EXERCISE DESCRIPTION >> Repeat the data word for word. Do not include the pictures.

Dataset excerpts on object pointing
'''

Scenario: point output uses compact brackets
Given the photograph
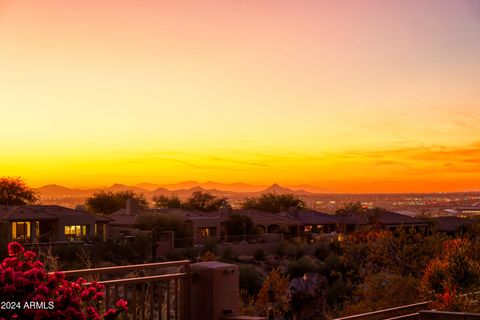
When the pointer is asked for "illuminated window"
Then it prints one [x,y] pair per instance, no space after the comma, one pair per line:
[75,232]
[207,232]
[307,228]
[21,230]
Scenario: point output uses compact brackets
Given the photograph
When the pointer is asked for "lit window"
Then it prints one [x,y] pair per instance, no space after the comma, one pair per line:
[75,232]
[21,230]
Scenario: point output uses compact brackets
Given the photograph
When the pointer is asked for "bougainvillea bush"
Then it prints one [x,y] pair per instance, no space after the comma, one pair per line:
[28,292]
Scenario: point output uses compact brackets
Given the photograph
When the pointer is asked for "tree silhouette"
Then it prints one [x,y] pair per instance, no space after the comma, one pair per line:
[107,203]
[273,202]
[204,201]
[14,192]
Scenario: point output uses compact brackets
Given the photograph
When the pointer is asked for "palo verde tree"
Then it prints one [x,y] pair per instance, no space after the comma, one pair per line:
[172,202]
[107,203]
[15,192]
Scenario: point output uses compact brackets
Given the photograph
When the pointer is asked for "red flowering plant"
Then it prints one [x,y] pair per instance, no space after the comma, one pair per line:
[28,292]
[451,280]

'''

SOLUTION FOR THIS PROBLEM >>
Scenario: point output uses compact brackets
Given the photograph
When the pointer is asked for "illuminated window"
Then it prints one [x,y] pair per instance, no space after the comma, one pair per line:
[75,232]
[207,232]
[307,228]
[21,230]
Scenario: point output uses compact brackets
Given the photograph
When the pointer is asked for "lit window"
Then it prints one [x,y] pair per instance, no space after the comma, one pair per line:
[75,232]
[21,230]
Scenario: point output uses compact brackets
Given the photograph
When the pointer is asked for "bougainvillea bush"
Then it prints one [x,y] pair per instance, no space after the comma, one pair per line:
[28,292]
Scenario: point output uses compact brackets
Given the photograph
When the pointer is asked for "tree silhouette"
Then it prints one [x,y] pair per instance, no space after the comma, one pair per line:
[107,203]
[273,202]
[204,201]
[14,192]
Scenario: point output uses compact brackets
Given the photograph
When the pointer is asked for "palo verde tree"
Then it prints one [x,y] pair per instance, no space after the comma, one pair per line:
[172,202]
[107,203]
[15,192]
Scenario: point output uses compact brackets
Given the photograph
When the pointer is asked for "red flowering plant"
Then it prints one [x,y] pair per instance, no space after the comma, one pair per line:
[28,292]
[451,280]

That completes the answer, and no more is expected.